__抜粋文__:
▼
ASMはセキュリティ対策になぜ必要?外部公開資産のリスク管理のポイント

3行でわかる本記事のサマリ

  • 外部公開されたIT資産を経由するインシデントが急増し、ASM(アタックサーフェスマネジメント)によるセキュリティ対策が注目されている
  • 近年のサイバー攻撃では、「未把握の外部公開資産」や「セキュリティ対策が不十分な海外拠点」が狙われている
  • ASMにおいて、企業が直面する代表的な課題は、「未把握資産の発見」と「対処優先度の判断」である

はじめに

ASM(Attack Surface Management、アタックサーフェスマネジメント)は、インターネット上に公開されたIT資産を可視化し、リスクを管理するためのセキュリティ手法です。近年のサイバー攻撃では、企業の外部公開資産が狙われ、重大なインシデントにつながっています。そこで、新たなセキュリティ対策として注目されているのがASMです。

ここでは、自社のセキュリティを強化したい方に向けて、近年のサイバー攻撃の傾向、外部公開資産のリスク、ASM導入における企業の課題について解説します。

目次

  1. なぜASMによるセキュリティ強化が急務なのか?
  2. ASMで防ぐセキュリティリスク:近年の攻撃傾向とは
    ASMで防ぐセキュリティリスク1. 未把握の外部公開資産からの侵入
    ASMで防ぐセキュリティリスク2. 海外拠点のインシデントの増加
    ASMで防ぐセキュリティリスク3. 見落とされたIT資産
  3. ASMによるセキュリティ強化に向けて:企業が直面する2つの課題
    ASMによるセキュリティ強化の課題1. 未把握資産の発見  
    ASMによるセキュリティ強化の課題2. 対処優先度の判断
  4. まとめ:ASMでセキュリティを強化するために不可欠なこととは?

1. なぜASMによるセキュリティ強化が急務なのか?

ASMの取り組みに注目が集まっている要因として、外部公開資産経由でのインシデントが急増していることが挙げられます。
従来の攻撃手法といえばUSBやWeb、メールを経由しコンピューターウイルスやマルウェアを配送し社内へ侵入するという方法が主流でしたが、セキュリティ対策が進んだことでこの方法では攻撃が難しくなってきました。そのため、第4の経路として、「不用意に公開されたRDP経由での侵入」や「VPN・FW機器やサーバの脆弱性悪用」といった外部公開資産経由での侵害が多くなっています。
▲
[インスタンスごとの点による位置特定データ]
▼
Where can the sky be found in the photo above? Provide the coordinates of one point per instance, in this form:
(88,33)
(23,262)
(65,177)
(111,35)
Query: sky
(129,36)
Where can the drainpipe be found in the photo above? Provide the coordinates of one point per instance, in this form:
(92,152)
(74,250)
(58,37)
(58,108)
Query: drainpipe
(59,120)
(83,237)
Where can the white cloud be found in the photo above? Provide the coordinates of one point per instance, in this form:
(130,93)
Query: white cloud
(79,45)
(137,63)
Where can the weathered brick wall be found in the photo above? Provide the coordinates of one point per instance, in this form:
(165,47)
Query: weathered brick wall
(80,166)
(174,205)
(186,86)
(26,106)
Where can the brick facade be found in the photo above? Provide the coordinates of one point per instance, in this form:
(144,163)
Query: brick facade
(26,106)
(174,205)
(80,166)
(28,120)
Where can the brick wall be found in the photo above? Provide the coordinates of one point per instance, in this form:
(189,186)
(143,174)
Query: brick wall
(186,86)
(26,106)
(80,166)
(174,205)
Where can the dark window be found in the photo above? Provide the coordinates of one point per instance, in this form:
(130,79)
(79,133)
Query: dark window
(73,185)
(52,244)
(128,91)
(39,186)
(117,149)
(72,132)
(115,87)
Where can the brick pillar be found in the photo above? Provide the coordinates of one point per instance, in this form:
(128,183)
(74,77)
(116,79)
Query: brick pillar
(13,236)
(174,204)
▲
抜粋文について、次の問いに答えてください。
1. 冒頭のサマリで、近年のサイバー攻撃で狙われているものとして挙げられている2つは何ですか。
2. 「はじめに」では、ASMをどのようなセキュリティ手法と説明していますか。
3. 従来の攻撃手法で、コンピューターウイルスやマルウェアを配送する経路として挙げられている3つは何ですか。

__解答__:
1. 「未把握の外部公開資産」と「セキュリティ対策が不十分な海外拠点」です。
2. インターネット上に公開されたIT資産を可視化し、リスクを管理するためのセキュリティ手法です。
3. USB、Web、メールです。